Danach hieß sie Obere Bergstraße (von Oberlößnitz, Niederlößnitz hatte auch eine) und erst ab 1935 trägt sie den heute üblichen Namen Weinbergstraße. Dieser vom Lößnitzbach an nach Osten leicht ansteigende Weg, wie ihn der Maler Moritz Retzsch gesehen und gemalt hat, war schmal und entsprach eher einem Feldweg als einer Straße, machte daher auch keinen Unterschied zwischen Fahrbahn und Fußweg. In historischer Zeit genügte das offenbar den Ansprüchen. Die Gründe dafür, dass man ab 1900 nachdachte, wie man aus dem Sandweg eine Straße machen könne, dürften sowohl mit dem Niedergang des Weinbaus nach der Reblauskatastrophe, einer beginnenden städtebaulichen Verdichtung mit neu entstandenen Wohnhäusern (Villa Jordan u.a.), dem Umbau von ehemaligen Winzerhäusern (Haus Hofmannsberg), dem Neubau gewerblich genutzter Gebäude (wie dem Bilzsanatorium) und auch der beginnenden Entwicklung des Automobilbaus zusammen hängen.
Wir können verallgemeinernd feststellen, dass bei Straßeninstandhaltung und Rekonstruktion selten das Niveau, also die messbare Höhe der Straßenoberfläche vorher und hinterher, gleich bleiben wird, meist sind es Erhöhungen im Zentimeterbereich. Aber das Niveau ändert sich über Jahrzehnte und Jahrhunderte auch durch natürliche Einflüsse wie Ausschwemmungen oder Ablagerungen nach Regengüssen oder auch Ablagerungen von Humus und Schmutz, von willkürlichen Veränderungen seitens der Anlieger ganz abgesehen.
Ich weiß nicht, wie der Straßenbau der Oberen Bergstraße von 1904 endete, ob es damals schon eine Asphaltdecke gab oder erst später. Auf jeden Fall wurde an mindestens zwei Stellen der Straße der Weg deutlich aufgefüllt, also die Straße höher gelegt. Das erkennt man noch heute, wenn man genau hinschaut jeweils am Anfang und am Ende der Weinbergstraße. Es könnte sicherlich zum einen an dem Wunsch nach einem kontinuierlichen Straßengefälle und zum anderen an besseren Anbindungen einmündender Straßen gelegen haben. Am Lößnitzbach, von dem wir annehmen dürfen, dass er nach Verlassen des Lößnitzgrundes hier über die Jahre Schwemmland abgelagert hat, also im Spiegel angestiegen ist, könnte der alte Weg im Bereich der Kreuzung mit der Lößnitzgrundstraße inzwischen um etwa einen Meter tiefer gelegen haben. Dieses Problem dürfte sich mit dem Bau des Bahndammes der Schmalspurbahn 1884 noch deutlicher abgezeichnet haben.

Die Aufgaben
**A.** Erklären Sie in ein bis drei Sätzen, weshalb der alte Weg laut dem Text über die Weinbergstraße keinen Unterschied zwischen Fahrbahn und Fußweg machte.
**B.** Kopieren Sie aus dem Text über die Weinbergstraße wortgetreu den Abschnitt zwischen „Wir können verallgemeinernd“ und „Anlieger ganz abgesehen.“, beide Stellen eingeschlossen.
**C.** Setzen Sie den Text über die Weinbergstraße im Anschluss an seinen letzten Satz fort.

Bereitgestellte Angaben
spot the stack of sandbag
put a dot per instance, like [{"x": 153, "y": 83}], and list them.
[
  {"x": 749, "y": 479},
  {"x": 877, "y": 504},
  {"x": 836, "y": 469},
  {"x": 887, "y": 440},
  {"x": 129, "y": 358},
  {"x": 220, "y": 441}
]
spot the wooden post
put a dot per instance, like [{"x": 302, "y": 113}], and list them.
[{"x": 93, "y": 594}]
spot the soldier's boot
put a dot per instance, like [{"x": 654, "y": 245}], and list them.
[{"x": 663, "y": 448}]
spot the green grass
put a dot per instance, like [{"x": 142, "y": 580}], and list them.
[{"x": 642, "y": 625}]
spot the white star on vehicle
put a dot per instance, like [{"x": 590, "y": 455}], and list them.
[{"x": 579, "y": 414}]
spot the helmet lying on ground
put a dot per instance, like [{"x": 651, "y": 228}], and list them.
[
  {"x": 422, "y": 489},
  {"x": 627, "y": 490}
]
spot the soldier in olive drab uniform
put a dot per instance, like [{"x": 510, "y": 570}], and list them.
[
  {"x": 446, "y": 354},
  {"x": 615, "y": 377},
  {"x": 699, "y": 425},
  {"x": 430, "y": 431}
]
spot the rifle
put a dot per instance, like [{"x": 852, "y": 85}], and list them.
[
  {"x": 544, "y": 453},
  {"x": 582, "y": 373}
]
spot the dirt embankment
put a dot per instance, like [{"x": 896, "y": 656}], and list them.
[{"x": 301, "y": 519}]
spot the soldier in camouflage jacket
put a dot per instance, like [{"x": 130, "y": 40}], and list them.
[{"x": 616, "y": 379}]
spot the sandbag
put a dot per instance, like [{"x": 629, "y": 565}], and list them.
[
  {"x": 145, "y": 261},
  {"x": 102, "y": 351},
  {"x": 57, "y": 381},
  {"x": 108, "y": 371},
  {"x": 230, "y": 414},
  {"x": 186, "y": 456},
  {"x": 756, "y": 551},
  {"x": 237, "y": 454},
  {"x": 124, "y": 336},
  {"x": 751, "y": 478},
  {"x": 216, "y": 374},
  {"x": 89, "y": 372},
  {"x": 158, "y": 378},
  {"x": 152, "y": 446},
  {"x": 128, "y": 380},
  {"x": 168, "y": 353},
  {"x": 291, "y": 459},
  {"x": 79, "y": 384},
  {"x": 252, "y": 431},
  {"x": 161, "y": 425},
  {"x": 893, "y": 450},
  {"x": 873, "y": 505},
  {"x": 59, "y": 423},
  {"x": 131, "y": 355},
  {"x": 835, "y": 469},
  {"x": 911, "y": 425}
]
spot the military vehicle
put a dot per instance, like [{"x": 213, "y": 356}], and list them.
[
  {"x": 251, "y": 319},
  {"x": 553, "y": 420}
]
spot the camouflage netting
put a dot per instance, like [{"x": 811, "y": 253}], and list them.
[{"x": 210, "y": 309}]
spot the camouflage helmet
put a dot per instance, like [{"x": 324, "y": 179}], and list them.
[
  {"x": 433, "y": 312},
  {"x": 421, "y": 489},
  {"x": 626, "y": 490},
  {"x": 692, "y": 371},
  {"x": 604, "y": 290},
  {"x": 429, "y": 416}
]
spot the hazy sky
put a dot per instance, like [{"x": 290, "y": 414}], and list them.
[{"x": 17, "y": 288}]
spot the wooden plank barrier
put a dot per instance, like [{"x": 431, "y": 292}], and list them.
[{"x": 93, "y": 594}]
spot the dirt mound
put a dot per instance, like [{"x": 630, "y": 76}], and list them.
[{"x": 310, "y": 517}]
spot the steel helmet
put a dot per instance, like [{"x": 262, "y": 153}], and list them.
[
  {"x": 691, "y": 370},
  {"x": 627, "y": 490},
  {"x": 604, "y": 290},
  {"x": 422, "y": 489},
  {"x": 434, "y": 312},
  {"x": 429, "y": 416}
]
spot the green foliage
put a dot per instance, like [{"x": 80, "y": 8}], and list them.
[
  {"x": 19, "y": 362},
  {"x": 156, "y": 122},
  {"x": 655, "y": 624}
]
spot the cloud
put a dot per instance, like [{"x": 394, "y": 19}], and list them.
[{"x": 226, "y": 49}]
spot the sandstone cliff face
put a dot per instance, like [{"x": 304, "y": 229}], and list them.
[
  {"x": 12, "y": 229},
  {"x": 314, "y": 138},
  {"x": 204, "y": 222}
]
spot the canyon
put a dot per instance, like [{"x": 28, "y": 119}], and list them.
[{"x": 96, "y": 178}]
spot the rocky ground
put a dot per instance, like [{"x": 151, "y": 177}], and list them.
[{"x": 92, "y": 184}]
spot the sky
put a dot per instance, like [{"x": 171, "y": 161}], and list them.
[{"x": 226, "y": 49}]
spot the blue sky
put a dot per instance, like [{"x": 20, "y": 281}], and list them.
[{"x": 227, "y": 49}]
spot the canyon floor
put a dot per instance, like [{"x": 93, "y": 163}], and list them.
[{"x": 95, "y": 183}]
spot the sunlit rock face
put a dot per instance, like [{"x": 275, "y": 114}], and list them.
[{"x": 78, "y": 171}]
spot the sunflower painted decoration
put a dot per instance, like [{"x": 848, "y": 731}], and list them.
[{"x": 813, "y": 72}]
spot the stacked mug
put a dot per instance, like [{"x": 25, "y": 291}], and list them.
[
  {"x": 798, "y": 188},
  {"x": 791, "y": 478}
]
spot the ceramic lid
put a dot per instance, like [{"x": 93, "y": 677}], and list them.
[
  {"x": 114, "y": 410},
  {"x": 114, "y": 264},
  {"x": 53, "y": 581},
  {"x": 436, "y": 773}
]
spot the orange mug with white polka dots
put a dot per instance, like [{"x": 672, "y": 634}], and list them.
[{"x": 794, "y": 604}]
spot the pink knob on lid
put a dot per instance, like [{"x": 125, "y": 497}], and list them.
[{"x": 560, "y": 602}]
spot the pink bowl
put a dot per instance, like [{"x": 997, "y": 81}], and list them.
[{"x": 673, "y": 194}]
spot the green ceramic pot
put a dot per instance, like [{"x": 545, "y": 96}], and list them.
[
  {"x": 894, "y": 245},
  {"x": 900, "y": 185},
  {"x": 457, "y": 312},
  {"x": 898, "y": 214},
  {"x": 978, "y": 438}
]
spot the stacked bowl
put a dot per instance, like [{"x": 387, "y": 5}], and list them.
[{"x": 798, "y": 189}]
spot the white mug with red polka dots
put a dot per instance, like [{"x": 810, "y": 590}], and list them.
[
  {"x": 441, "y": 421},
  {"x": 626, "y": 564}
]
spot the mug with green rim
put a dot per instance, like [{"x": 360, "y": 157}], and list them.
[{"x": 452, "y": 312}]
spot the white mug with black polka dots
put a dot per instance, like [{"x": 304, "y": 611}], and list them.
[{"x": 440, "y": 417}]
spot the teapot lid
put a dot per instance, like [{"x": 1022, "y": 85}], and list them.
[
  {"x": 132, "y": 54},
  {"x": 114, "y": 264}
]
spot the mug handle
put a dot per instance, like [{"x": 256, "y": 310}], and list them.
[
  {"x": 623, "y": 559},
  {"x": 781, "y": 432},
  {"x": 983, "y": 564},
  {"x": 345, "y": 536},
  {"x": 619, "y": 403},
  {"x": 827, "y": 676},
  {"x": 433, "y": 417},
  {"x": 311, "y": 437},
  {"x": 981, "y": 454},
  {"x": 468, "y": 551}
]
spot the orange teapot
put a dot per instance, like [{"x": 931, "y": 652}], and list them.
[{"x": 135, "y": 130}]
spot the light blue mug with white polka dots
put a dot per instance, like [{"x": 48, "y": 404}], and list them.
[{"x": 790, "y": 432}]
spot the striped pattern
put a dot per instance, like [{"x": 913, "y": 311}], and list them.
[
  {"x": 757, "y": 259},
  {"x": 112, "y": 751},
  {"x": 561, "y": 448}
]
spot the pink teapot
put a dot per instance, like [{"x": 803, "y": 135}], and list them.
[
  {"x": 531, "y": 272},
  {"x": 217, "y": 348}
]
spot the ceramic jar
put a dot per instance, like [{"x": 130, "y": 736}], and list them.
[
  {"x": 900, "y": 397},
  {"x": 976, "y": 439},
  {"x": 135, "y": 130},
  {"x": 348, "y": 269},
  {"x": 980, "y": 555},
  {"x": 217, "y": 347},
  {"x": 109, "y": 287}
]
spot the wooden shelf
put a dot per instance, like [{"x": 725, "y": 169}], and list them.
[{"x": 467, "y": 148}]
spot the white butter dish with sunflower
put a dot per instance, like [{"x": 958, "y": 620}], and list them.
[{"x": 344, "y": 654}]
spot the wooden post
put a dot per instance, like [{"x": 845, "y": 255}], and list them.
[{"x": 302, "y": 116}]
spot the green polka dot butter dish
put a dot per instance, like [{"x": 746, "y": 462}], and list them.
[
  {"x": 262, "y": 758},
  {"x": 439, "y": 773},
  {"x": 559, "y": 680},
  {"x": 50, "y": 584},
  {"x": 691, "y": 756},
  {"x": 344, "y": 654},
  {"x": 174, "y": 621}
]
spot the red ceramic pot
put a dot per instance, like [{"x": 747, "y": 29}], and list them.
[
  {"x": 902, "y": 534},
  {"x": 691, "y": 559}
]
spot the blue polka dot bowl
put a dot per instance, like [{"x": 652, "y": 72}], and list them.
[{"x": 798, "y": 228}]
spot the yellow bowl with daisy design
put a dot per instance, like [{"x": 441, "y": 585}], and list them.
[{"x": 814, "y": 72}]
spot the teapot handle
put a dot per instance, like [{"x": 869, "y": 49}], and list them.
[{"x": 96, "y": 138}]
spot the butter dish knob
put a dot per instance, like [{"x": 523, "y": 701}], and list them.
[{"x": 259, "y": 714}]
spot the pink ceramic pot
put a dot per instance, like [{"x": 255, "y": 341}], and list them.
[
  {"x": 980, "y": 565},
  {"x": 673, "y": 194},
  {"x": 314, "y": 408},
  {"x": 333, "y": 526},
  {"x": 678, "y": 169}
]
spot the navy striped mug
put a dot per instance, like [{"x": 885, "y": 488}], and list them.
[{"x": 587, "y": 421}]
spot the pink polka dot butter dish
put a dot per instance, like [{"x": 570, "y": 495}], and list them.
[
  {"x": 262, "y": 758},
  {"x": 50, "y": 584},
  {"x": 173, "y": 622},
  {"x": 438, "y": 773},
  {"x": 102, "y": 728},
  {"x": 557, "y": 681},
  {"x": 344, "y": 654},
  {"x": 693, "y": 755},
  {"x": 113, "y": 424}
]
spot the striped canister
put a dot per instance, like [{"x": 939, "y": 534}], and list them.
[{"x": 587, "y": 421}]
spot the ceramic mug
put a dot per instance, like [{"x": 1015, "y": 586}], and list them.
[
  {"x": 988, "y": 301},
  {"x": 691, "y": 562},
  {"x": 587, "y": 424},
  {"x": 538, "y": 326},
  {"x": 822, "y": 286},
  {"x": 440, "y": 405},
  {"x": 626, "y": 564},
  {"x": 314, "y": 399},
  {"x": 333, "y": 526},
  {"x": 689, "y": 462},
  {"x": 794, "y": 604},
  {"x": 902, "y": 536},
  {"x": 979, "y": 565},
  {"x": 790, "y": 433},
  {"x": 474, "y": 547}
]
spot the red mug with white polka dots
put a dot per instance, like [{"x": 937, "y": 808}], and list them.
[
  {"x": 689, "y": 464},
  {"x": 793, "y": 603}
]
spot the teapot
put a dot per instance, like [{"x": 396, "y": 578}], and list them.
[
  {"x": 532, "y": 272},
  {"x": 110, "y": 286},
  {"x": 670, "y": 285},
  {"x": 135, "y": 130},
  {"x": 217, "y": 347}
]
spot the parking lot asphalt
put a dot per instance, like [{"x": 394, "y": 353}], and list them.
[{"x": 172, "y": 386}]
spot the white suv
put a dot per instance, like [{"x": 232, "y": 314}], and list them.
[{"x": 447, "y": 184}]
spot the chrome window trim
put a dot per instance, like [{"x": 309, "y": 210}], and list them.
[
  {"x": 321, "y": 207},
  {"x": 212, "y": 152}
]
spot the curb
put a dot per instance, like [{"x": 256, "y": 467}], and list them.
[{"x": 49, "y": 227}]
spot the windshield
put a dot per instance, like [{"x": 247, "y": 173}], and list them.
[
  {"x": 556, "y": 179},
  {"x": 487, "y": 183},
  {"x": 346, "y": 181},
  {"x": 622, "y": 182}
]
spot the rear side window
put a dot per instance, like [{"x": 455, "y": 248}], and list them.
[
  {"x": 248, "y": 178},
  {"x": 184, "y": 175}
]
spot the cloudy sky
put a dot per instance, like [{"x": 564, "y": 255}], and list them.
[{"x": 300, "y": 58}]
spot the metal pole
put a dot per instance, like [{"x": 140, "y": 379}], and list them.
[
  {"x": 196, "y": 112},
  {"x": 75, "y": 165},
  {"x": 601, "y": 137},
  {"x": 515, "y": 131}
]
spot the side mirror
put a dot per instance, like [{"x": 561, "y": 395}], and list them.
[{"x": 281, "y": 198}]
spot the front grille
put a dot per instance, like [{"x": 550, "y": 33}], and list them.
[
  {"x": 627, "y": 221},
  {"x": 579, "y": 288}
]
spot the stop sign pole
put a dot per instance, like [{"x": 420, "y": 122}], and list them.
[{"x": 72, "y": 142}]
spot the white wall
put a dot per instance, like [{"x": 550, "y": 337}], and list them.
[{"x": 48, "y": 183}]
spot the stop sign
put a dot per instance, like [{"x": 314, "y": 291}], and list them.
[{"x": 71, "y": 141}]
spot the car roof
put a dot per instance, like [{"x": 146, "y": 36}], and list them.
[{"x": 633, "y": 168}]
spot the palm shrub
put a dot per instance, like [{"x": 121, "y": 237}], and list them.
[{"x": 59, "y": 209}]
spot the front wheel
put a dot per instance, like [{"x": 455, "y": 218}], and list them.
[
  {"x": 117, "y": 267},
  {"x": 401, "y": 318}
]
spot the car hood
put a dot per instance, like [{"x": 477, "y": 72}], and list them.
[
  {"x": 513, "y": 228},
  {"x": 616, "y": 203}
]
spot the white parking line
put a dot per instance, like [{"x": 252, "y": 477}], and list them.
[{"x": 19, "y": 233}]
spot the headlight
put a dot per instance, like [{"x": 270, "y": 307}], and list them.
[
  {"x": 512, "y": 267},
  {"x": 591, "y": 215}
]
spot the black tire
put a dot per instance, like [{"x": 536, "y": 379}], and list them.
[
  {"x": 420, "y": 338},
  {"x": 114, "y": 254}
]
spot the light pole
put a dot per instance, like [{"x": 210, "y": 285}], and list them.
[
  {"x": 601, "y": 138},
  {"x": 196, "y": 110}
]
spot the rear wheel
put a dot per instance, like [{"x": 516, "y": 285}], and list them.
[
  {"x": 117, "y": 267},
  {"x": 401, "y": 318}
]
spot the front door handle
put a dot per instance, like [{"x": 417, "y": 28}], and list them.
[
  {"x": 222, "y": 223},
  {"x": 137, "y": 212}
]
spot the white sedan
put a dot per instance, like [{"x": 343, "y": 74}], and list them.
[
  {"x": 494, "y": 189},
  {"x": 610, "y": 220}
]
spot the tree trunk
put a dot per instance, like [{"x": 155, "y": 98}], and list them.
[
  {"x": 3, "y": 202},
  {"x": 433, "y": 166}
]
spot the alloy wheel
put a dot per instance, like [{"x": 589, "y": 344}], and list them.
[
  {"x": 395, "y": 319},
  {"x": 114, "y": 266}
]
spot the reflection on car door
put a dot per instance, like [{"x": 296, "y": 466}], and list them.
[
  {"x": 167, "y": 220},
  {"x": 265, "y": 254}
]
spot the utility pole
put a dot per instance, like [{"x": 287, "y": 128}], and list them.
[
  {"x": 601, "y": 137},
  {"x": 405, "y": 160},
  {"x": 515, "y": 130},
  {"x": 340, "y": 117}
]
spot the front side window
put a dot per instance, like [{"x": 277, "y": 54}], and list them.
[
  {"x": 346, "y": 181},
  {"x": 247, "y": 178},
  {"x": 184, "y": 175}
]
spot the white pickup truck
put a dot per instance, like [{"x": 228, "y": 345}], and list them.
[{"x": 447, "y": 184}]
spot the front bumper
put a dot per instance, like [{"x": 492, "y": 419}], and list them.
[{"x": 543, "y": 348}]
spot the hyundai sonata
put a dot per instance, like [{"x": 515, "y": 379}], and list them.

Antworten je Aufgabe
**A.** Der Weg war schmal und entsprach eher einem Feldweg als einer Straße. Aus diesem Grund wurde zwischen Fahrbahn und Fußweg nicht unterschieden.

**B.**
Wir können verallgemeinernd feststellen, dass bei Straßeninstandhaltung und Rekonstruktion selten das Niveau, also die messbare Höhe der Straßenoberfläche vorher und hinterher, gleich bleiben wird, meist sind es Erhöhungen im Zentimeterbereich. Aber das Niveau ändert sich über Jahrzehnte und Jahrhunderte auch durch natürliche Einflüsse wie Ausschwemmungen oder Ablagerungen nach Regengüssen oder auch Ablagerungen von Humus und Schmutz, von willkürlichen Veränderungen seitens der Anlieger ganz abgesehen.

**C.**
Meine Annahme, dass der Kreuzungsbereich dieser zwei Wege im 19. Jh., bzw. noch früher, tiefer lag, möchte ich an zwei Punkten festmachen. Vor den beiden Neubauten von Weinbergstraße 1a stand hier ein bäuerliches Wohnhaus, das gegenüber dem Niveau der neuzeitlichen Straßen in einer knapp 1m tiefen Senke lag. Ich erinnere mich an dieses Haus, weil hier mein täglicher Schulweg vorbeiführte. Auch das Haus Lößnitzgrundstraße 23 liegt, was am meisten bei den EG-Fenstern auffällt, ca. 0,5m tiefer als die Straße. Der andere Punkt ist das untere Tor zur Hoflößnitz, bzw. zur Lößnitzgrundstraße 19, von dem noch die beiden Sandsteintorpfeiler mit oberem Abschluss von Platte und Kugel vorhanden sind – an Torflügel der Toranlage habe ich keine Erinnerung. Hier wunderte ich mich im Vorbeigehen schon ein paar Mal über die unausgewogenen Proportionen: für die Massigkeit der Pfeiler einschließlich Aufbau erscheint die Höhe der Pfeiler deutlich zu kurz. Das kann man mit ähnlichen Torsituationen aus dem 17. oder 18. Jh. In Radebeul vergleichen, wo die Proportionen noch stimmen, so auch das obere Tor zur Hoflößnitz, wenngleich das jünger ist. Beim unteren Tor stimmten die Proportionen so lange, wie die Straßen tiefer (ca. 1m) lagen. Die Proportionen wurden erst mit der Auffüllung von 1904, die etwa 1m betragen haben muss, verändert. Ein Beweis könnte durch eine lokale Grabung an einem der Pfeiler gefunden werden, wenn dies beantragt und genehmigt würde. Und wenn wir schon so kühn sind, man könnte doch auch über die Freilegung, Hebung und Aufstellung der Pfeiler in der richtigen Höhe nachdenken. Aber nein, in Altzella bei dem romanischen Tor in der Einfriedung hat man bisher auch darauf verzichtet, die richtige Torhöhe wieder herzustellen! Vielleicht ließen sich im Archiv tatsächlich noch Planunterlagen zur Straße von 1904 finden, die ggf. meine Theorie bestätigen würden?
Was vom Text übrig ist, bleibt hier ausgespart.